§ **Given text**:
-------------------------
A €22 trillion giant just opened its doors to 6 altcoins
Altcoin investors just got a quiet but important win. A European financial giant that safeguards around €22 trillion in assets has expanded its crypto offering from just Bitcoin and Ethereum to six more major altcoins. At the same time, several other projects have rolled out upgrades, integrations, and adoption milestones that could shape their next bull run.
Swift’s new blockchain move: big for banks, not for altcoins (yet)
Swift, the global messaging network used by over 11,500 banks, has launched a blockchain-based ledger pilot with 17 banks across six continents. These banks can now tokenize portions of their deposits and move those tokenized assets across borders using Swift’s own infrastructure.
For now, this is a closed system. No Chainlink, no XRP, no Stellar, and no other public altcoin networks are involved. It’s essentially Swift modernizing its own rails, not plugging into open crypto ecosystems. Over the long term, this kind of tokenization could make banks more comfortable with digital assets in general, but there is no direct benefit today for specific altcoins.
Sui: record-breaking tests, gasless stablecoins, and a discounted price
Sui has been in the spotlight after headlines claimed it hit nearly 8 million transactions per second (TPS) in stress tests. The nuance is important: this figure comes from “Sui Tunnels,” an experimental system that processes transactions and computations off the main Sui chain, then settles them back on-chain.
That means the 8 million TPS number is not the mainnet’s real throughput. Sui’s actual on-chain TPS record is around 6,000 from 2023, which is still very strong by industry standards.
Gasless stablecoin transfers on Sui
More meaningful than headline TPS is Sui’s push for adoption. The network recently introduced gasless stablecoin transfers, allowing users and businesses to move stablecoins on Sui with negligible fees. Unlike Ethereum, where gas costs rise as the network gets busier, Sui’s design aims to keep these transfers cheap and simple.
This is attractive for:
• Businesses that want to cut payment and settlement costs
• Traders who move stablecoins frequently
• On-chain AI agents and automated systems that need low-cost transactions
Early adopters include INS Pay, a small IoT and vending machine payments provider. It’s a modest start, but stablecoin liquidity often acts as a leading indicator: when stablecoin balances grow on a chain, total value locked (TVL) and DeFi activity tend to follow as that idle capital gets deployed.
Sui’s team is widely regarded as strong executors, and even Cardano founder Charles Hoskinson has publicly praised their innovation. Despite that, Sui’s price has been hit by the broader bear market and two back-to-back outages of around 14 hours. History shows outages don’t necessarily kill a chain—Solana had multiple in the past and still recovered strongly. For believers in Sui’s tech and roadmap, the current drawdown may look like a discounted entry.
-------------------------
§ **Listed entries**:
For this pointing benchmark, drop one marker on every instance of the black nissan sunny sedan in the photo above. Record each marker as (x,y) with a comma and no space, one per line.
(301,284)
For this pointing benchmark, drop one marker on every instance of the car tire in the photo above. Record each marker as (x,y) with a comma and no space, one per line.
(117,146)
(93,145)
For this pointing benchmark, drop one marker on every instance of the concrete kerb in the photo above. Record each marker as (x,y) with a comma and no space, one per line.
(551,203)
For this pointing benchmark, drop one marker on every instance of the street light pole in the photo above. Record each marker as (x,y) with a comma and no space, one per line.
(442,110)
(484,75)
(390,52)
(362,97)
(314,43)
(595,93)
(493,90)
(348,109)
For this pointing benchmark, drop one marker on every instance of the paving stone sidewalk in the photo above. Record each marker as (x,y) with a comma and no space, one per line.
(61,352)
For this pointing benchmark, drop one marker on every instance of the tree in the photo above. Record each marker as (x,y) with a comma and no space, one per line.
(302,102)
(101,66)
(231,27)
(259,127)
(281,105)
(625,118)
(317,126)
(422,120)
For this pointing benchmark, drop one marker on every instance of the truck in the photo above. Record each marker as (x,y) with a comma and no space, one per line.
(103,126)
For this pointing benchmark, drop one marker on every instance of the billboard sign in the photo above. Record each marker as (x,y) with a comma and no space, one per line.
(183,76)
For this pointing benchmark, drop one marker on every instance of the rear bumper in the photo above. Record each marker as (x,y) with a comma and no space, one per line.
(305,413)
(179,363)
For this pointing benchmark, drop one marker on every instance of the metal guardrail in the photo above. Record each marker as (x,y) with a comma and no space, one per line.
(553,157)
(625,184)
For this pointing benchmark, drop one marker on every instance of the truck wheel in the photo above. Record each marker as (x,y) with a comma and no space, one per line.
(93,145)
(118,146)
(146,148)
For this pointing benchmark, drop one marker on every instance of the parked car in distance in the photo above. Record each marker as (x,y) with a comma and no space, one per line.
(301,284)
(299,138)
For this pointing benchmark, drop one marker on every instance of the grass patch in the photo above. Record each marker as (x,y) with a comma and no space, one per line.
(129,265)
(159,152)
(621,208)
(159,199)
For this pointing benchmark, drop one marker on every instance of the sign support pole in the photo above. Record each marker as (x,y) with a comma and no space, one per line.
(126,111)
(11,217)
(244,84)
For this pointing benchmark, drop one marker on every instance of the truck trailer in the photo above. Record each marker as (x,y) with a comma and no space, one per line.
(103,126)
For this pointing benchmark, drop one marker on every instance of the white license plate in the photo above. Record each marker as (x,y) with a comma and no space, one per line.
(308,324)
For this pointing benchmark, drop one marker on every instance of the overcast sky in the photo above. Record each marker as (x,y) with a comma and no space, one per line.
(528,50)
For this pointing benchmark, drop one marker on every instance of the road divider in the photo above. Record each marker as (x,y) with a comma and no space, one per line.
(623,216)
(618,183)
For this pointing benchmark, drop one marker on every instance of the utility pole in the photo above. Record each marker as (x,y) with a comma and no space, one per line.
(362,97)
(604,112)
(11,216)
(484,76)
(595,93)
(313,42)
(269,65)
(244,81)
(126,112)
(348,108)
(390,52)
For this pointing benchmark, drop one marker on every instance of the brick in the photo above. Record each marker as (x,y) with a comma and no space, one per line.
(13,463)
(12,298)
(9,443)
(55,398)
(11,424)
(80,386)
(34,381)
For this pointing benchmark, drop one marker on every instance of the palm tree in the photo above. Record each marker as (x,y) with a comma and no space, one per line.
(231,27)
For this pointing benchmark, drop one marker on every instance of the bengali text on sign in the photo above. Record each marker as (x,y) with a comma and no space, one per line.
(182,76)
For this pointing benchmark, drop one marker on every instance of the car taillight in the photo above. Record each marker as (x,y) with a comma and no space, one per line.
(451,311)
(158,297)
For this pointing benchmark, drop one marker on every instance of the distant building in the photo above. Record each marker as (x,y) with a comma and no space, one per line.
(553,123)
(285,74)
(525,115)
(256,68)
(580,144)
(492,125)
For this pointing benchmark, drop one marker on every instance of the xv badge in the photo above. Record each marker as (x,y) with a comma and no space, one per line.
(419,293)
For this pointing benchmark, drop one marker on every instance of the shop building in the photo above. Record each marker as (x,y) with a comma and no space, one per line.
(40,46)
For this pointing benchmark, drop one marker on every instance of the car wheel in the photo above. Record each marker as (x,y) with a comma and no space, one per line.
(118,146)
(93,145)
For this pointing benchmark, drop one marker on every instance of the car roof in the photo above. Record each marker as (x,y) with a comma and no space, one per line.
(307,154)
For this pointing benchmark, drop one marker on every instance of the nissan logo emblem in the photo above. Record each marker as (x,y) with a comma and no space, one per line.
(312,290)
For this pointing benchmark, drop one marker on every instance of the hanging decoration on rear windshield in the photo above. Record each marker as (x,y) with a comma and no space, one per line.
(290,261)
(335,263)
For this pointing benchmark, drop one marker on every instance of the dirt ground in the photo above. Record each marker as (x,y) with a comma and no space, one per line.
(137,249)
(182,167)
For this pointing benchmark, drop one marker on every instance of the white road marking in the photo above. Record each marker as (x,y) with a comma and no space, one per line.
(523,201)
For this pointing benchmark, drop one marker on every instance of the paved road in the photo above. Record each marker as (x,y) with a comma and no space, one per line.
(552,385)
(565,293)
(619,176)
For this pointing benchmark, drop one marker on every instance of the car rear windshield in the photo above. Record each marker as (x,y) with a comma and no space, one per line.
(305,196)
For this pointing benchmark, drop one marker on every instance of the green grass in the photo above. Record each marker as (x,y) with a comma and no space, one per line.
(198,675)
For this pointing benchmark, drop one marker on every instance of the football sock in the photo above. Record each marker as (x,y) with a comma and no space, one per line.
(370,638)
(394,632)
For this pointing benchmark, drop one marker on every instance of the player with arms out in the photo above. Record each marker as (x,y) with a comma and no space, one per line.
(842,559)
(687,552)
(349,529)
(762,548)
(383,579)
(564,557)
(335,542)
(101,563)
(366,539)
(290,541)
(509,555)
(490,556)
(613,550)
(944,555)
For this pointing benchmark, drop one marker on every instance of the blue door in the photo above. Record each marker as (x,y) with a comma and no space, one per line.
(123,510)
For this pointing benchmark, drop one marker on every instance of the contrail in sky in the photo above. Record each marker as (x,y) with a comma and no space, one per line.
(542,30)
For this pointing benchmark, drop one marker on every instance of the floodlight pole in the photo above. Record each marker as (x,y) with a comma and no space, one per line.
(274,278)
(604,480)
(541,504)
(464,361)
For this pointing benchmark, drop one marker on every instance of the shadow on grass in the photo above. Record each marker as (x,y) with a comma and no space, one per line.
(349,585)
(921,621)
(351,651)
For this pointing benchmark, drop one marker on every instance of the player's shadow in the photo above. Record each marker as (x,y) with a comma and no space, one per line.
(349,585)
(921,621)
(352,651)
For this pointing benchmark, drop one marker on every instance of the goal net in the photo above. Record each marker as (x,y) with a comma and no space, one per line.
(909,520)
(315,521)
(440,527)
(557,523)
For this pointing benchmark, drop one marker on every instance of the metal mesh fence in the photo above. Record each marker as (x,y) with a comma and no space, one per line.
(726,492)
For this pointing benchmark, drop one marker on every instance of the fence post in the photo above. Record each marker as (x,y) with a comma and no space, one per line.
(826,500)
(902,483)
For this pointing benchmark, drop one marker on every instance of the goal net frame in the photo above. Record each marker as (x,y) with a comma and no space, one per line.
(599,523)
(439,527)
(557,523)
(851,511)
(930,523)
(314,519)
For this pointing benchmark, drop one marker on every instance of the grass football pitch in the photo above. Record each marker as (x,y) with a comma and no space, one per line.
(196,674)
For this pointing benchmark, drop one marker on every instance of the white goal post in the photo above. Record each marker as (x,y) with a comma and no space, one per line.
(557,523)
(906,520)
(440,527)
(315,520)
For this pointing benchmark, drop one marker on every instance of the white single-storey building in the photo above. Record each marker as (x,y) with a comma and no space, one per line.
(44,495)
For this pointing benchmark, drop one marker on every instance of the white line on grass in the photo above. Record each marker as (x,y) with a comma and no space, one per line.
-------------------------
§ **Brief 1**:
According to the altcoin article, how many banks are taking part in Swift's blockchain-based ledger pilot?
§ **Brief 2**:
Name every group that the altcoin article says gasless stablecoin transfers on Sui are attractive for.
§ **Brief 3**:
Continue the altcoin article from its final sentence.
The listing is drawn from a separate source.

§ **Final answer 1**:
Seventeen banks across six continents are taking part.

§ **Final answer 2**:
- Businesses that want to cut payment and settlement costs
- Traders who move stablecoins frequently
- On-chain AI agents and automated systems that need low-cost transactions

§ **Final answer 3**:
Hedera (HBAR): staking, institutional demand, and Fireblocks support
Hedera has quietly been punching above its weight with institutions. Several recent developments highlight that trend:
• Binance now offers HBAR staking at around 2%, matching the native network rate.
• A 21Shares exchange-traded product (ETP) for HBAR offers staking as well, though it currently manages only about $0.5 million.
The more impressive product is a US-based HBAR ETF sponsored by Canaccord Genuity (often referred to as “Canary” in the transcript), which has roughly $50 million in assets under management and has never had a month of net outflows. For comparison, Litecoin—ranked slightly higher than Hedera by market cap—has only about $5 million in AUM in a similar product from the same issuer. Avalanche, with a similar market cap to HBAR, has around $33 million. That puts HBAR ahead of both in terms of institutional product demand relative to its size.
Fireblocks integration for Hedera Token Service
Another key milestone is that tokens created using Hedera Token Service (HTS) can now be custodied by Fireblocks, one of the most widely used institutional crypto custody platforms, trusted by over 2,400 major clients.
HTS lets institutions issue programmable tokens—such as stablecoins or compliant digital assets—with built-in controls for security and regulation. Fireblocks support makes it much easier and safer for banks, fintechs, and large enterprises to hold those tokens, strengthening Hedera’s pitch as an enterprise-grade network.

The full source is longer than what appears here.